[Object location annotation data]
• • • •

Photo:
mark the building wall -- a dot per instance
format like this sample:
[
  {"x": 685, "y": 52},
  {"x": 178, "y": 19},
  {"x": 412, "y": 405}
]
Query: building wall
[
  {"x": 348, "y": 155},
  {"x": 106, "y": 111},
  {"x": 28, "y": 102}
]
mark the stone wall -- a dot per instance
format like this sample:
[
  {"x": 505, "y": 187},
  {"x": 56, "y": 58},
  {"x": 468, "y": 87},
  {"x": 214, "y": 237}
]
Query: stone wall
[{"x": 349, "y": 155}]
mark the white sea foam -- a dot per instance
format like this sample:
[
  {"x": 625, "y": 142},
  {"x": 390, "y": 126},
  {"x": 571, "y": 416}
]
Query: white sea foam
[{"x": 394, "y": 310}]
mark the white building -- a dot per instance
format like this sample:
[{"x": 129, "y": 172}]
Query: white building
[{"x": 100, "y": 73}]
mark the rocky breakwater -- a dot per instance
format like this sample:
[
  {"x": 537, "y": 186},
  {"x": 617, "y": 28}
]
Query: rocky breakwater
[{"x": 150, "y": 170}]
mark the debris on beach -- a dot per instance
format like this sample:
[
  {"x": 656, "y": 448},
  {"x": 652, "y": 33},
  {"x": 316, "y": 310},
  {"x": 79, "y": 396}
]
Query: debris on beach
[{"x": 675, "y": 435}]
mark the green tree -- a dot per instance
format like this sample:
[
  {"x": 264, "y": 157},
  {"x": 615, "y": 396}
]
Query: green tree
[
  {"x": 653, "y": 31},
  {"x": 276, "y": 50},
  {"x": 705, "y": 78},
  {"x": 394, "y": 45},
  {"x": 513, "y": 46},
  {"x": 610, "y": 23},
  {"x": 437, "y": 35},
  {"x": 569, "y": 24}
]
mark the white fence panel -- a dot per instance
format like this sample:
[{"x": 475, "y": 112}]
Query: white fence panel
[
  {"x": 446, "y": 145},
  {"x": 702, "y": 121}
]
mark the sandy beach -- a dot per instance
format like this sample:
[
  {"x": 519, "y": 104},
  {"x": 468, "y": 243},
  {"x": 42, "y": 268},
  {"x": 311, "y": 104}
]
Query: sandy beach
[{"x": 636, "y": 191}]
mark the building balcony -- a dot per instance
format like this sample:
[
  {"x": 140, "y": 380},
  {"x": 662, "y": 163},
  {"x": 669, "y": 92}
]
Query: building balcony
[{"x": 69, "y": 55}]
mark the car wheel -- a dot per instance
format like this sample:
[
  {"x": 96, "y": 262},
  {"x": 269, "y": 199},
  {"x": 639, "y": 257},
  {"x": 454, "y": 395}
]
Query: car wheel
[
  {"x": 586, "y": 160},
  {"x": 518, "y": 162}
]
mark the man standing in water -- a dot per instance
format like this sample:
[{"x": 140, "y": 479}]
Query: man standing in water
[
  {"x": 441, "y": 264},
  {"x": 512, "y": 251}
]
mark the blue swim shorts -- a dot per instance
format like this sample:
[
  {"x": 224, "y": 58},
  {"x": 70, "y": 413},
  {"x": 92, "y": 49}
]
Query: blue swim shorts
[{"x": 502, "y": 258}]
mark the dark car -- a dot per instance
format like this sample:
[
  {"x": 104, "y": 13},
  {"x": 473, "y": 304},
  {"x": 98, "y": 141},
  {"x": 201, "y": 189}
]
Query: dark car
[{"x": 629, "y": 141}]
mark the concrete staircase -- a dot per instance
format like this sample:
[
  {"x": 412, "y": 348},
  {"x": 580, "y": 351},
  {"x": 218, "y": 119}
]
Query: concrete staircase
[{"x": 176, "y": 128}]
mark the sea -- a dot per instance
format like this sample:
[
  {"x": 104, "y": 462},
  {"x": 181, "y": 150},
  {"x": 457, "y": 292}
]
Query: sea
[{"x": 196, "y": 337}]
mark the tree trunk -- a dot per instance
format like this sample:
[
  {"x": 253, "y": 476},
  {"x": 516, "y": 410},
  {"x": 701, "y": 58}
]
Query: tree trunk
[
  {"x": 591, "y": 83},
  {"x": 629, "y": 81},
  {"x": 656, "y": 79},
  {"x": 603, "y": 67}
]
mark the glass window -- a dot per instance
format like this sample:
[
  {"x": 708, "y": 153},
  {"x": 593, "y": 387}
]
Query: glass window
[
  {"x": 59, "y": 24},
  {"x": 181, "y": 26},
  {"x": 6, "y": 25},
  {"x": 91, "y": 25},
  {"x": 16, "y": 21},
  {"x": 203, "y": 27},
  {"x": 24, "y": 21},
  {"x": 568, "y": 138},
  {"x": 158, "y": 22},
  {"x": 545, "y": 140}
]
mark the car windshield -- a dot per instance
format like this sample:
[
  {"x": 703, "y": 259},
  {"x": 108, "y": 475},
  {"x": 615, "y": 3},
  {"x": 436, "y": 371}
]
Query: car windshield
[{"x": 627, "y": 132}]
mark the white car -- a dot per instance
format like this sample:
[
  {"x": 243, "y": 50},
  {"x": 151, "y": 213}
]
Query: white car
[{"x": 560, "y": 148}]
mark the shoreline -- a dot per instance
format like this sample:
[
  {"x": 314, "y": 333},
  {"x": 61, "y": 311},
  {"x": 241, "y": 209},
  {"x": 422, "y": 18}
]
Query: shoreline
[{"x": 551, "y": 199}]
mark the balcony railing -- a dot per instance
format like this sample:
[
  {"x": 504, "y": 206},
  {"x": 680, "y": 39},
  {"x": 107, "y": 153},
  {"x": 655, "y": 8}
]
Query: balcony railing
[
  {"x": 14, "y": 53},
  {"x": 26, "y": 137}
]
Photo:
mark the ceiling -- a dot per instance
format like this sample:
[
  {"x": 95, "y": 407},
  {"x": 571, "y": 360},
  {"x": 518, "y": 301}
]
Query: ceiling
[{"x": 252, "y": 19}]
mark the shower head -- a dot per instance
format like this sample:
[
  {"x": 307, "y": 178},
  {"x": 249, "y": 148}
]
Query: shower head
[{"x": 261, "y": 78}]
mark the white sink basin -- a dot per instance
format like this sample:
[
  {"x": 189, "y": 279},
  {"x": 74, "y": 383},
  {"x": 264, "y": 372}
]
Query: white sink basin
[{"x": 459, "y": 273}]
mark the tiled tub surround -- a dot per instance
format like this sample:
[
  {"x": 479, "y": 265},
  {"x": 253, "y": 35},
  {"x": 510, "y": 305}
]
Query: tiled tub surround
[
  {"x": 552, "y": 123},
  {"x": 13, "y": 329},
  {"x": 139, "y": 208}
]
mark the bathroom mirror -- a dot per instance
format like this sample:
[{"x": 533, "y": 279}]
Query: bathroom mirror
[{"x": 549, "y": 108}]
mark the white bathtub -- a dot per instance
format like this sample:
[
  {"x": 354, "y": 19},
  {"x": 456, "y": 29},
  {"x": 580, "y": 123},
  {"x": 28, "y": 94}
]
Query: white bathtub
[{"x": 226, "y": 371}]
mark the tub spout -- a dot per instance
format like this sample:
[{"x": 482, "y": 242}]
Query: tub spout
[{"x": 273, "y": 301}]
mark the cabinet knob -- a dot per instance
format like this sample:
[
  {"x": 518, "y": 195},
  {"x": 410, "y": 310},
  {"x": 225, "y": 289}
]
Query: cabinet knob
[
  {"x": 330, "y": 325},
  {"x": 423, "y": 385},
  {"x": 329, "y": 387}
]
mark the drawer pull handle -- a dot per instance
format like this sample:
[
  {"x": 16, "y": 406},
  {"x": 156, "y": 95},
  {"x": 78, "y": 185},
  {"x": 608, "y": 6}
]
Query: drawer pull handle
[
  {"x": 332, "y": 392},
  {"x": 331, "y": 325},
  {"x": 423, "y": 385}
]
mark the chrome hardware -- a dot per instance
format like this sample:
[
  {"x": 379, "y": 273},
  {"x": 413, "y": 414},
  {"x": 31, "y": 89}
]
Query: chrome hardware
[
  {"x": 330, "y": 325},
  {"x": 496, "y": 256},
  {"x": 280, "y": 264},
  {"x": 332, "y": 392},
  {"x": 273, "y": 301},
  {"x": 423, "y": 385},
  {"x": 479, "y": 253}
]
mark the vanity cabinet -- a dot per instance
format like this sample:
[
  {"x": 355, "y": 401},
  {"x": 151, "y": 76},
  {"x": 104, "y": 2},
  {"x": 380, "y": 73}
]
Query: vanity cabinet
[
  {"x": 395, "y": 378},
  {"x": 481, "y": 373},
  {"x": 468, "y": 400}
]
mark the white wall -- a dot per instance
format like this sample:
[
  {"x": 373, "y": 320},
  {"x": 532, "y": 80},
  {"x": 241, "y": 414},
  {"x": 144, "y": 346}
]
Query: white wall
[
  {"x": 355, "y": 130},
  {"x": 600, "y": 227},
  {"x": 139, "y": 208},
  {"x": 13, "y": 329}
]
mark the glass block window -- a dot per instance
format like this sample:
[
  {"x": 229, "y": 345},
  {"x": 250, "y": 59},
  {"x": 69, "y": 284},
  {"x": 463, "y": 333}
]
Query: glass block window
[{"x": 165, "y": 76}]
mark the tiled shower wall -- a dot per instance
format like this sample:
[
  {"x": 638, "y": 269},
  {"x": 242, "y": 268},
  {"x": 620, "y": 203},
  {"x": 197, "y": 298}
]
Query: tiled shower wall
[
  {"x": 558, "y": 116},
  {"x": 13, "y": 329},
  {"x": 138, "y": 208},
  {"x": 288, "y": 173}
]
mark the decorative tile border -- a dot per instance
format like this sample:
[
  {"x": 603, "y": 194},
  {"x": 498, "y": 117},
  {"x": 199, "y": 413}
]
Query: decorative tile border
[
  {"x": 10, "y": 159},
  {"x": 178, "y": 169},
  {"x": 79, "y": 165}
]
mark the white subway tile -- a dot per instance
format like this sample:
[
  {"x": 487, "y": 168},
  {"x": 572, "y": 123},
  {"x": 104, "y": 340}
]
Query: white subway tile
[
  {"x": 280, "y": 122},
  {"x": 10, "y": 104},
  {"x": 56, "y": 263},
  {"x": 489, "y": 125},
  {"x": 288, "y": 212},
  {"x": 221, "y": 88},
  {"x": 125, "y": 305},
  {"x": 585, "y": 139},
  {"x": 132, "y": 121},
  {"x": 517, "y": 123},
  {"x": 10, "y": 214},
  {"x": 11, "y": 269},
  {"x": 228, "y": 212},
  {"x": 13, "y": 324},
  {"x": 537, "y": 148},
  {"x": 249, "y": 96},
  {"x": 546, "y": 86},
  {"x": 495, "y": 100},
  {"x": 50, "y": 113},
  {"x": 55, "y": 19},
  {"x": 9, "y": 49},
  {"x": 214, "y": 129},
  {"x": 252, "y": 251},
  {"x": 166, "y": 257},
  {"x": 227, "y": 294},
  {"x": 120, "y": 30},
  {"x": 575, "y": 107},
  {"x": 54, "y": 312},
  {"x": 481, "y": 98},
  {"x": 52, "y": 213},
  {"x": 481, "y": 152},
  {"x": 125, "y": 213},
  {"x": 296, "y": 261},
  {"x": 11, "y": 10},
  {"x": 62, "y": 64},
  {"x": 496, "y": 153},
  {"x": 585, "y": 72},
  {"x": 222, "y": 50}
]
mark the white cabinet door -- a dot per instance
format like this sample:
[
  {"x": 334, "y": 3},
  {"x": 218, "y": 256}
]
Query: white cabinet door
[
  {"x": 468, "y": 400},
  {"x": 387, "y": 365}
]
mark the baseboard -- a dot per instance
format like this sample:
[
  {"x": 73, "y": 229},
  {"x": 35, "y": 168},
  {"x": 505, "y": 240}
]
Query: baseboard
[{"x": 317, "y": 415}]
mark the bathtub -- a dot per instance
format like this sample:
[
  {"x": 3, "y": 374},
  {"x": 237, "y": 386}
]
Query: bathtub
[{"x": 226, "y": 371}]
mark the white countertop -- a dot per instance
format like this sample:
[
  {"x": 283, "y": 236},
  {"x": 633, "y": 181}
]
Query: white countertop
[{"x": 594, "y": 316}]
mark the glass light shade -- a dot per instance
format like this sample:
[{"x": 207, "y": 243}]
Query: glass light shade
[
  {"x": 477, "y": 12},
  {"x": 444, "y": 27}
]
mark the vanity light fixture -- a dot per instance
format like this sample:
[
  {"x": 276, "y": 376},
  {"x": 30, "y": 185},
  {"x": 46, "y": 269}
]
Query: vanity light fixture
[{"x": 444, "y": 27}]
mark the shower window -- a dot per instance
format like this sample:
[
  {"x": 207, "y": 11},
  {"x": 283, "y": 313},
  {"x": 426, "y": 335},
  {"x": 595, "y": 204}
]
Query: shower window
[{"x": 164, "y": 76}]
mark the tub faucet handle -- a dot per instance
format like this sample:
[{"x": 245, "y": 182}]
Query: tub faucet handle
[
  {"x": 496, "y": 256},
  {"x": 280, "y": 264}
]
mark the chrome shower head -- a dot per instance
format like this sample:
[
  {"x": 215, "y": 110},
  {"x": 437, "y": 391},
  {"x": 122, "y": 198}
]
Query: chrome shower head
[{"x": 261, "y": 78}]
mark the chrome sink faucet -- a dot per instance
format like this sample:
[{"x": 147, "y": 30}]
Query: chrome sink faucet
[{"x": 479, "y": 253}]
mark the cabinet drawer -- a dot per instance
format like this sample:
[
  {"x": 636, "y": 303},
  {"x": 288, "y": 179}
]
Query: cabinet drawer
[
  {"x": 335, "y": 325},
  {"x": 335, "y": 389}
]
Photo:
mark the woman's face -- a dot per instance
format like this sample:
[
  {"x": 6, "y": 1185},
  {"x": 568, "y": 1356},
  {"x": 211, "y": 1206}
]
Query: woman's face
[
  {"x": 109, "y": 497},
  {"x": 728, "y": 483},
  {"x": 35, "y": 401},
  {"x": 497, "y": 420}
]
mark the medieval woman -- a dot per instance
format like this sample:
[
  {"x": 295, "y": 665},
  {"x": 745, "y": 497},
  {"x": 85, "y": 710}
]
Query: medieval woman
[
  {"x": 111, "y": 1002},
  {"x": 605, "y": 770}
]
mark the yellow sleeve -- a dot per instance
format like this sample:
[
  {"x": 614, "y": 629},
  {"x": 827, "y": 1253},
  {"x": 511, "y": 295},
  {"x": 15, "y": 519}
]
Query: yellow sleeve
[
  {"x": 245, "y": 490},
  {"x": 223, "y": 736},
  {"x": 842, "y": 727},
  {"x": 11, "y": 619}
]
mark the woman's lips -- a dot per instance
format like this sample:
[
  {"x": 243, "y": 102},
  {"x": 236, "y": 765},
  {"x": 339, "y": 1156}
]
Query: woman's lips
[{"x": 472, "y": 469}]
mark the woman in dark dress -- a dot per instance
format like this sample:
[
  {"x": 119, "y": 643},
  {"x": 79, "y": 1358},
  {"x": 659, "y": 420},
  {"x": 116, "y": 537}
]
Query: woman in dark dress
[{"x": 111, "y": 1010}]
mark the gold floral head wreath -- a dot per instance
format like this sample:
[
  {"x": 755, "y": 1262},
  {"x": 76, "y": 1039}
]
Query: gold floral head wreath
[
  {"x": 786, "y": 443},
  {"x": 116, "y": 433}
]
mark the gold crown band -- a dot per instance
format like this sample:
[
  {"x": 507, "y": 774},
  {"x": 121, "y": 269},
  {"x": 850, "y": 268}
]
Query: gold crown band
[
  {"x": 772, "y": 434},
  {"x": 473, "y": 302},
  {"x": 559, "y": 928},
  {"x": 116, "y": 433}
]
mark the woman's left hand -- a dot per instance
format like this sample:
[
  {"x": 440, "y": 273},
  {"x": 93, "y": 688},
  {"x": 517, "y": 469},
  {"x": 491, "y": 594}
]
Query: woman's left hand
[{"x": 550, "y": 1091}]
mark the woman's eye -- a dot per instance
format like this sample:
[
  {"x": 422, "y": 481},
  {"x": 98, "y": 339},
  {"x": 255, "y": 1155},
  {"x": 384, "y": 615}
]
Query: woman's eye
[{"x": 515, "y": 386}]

• • • •

PROBLEM TO WORK ON:
Rewrite the material starting at the line that contains "mark the woman's left" and continuing to the end, changing every "a dot per instance" to "one point per instance" and keeping everything else the same.

RESPONSE:
mark the woman's left hand -- one point per instance
format like this sample:
[
  {"x": 440, "y": 273},
  {"x": 93, "y": 688},
  {"x": 517, "y": 469},
  {"x": 491, "y": 594}
]
Query: woman's left hand
[{"x": 550, "y": 1091}]
mark the woman's eye -- one point per instance
format like this sample:
[
  {"x": 422, "y": 481},
  {"x": 98, "y": 339},
  {"x": 255, "y": 1155},
  {"x": 384, "y": 615}
]
Query: woman's eye
[{"x": 515, "y": 386}]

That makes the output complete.